● **Data records**

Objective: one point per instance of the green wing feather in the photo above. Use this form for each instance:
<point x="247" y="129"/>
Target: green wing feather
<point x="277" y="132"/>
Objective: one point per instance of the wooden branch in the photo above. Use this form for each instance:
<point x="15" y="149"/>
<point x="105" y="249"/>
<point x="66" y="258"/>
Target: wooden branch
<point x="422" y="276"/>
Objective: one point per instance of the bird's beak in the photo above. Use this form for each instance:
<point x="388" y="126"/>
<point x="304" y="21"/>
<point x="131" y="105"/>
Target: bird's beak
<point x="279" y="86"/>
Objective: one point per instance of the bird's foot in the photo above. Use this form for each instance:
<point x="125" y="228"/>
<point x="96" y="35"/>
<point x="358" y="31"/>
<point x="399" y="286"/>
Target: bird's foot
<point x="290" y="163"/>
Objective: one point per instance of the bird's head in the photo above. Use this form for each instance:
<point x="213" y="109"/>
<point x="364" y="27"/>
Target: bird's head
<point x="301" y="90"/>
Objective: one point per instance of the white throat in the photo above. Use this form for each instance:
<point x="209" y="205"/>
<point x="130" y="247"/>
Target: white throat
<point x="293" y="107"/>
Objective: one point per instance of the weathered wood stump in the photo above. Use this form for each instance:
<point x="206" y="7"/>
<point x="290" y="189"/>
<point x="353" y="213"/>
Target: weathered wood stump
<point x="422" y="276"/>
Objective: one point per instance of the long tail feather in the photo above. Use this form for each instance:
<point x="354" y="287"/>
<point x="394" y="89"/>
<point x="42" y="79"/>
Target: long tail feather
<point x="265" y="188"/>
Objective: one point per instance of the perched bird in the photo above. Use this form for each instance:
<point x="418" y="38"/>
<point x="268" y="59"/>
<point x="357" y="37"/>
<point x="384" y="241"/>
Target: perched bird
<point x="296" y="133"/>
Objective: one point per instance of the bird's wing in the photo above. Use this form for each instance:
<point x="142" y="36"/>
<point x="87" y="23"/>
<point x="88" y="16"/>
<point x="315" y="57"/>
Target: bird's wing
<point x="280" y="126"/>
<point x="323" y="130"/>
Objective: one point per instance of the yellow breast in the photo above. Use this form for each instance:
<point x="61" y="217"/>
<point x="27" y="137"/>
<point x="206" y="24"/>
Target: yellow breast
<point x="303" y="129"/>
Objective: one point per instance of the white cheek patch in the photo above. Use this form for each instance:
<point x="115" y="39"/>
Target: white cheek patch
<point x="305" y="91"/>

● **Problem description**
Copy all the items above again, substituting "bare branch" for every "wooden branch" and leaving everything else unchanged.

● **Answer to this task**
Objective: one point per instance of the green wing feather in the photo above. Use this form for each instance:
<point x="247" y="129"/>
Target: green wing feather
<point x="277" y="132"/>
Objective: one point per instance of the bare branch in the photo above. Use this form for each instance:
<point x="15" y="149"/>
<point x="105" y="249"/>
<point x="66" y="258"/>
Target: bare branch
<point x="422" y="276"/>
Objective: one point per instance of the bird's beak in the photo above. Use this form for each instance:
<point x="388" y="126"/>
<point x="304" y="21"/>
<point x="131" y="105"/>
Target: bird's beak
<point x="279" y="86"/>
Objective: one point per instance of the bird's foot in the photo above. Use this form for each instance:
<point x="125" y="228"/>
<point x="96" y="35"/>
<point x="358" y="31"/>
<point x="399" y="286"/>
Target: bird's foot
<point x="290" y="163"/>
Objective: one point per instance of the bird's head in the photo above. Use this form for each instance:
<point x="213" y="109"/>
<point x="364" y="27"/>
Target: bird's head
<point x="301" y="90"/>
Objective: one point per instance of the white throat in the photo above. Use this form for each instance:
<point x="209" y="205"/>
<point x="130" y="247"/>
Target: white throat
<point x="293" y="107"/>
Objective: one point per instance of the weathered wood stump in the photo above. Use this form for each instance:
<point x="206" y="7"/>
<point x="290" y="189"/>
<point x="353" y="213"/>
Target: weathered wood stump
<point x="422" y="276"/>
Objective: one point per instance of the long tail feather in the photo above. Use this form for each instance:
<point x="354" y="287"/>
<point x="394" y="89"/>
<point x="42" y="79"/>
Target: long tail feather
<point x="265" y="188"/>
Objective: one point per instance of the perched bird in the photo above. Use this form for each instance:
<point x="418" y="38"/>
<point x="268" y="59"/>
<point x="357" y="37"/>
<point x="384" y="241"/>
Target: perched bird
<point x="296" y="133"/>
Objective: one point per instance of the bird's wing in the photo above. Use this form for each instance:
<point x="142" y="36"/>
<point x="87" y="23"/>
<point x="88" y="16"/>
<point x="315" y="57"/>
Target: bird's wing
<point x="280" y="126"/>
<point x="323" y="130"/>
Objective: one point per instance of the yellow breast in the photo above. Use this form for each instance:
<point x="61" y="217"/>
<point x="27" y="137"/>
<point x="206" y="24"/>
Target: yellow breast
<point x="303" y="129"/>
Objective: one point per instance of the white cheek patch in the photo above. Use this form for each instance:
<point x="115" y="39"/>
Target: white cheek patch
<point x="305" y="91"/>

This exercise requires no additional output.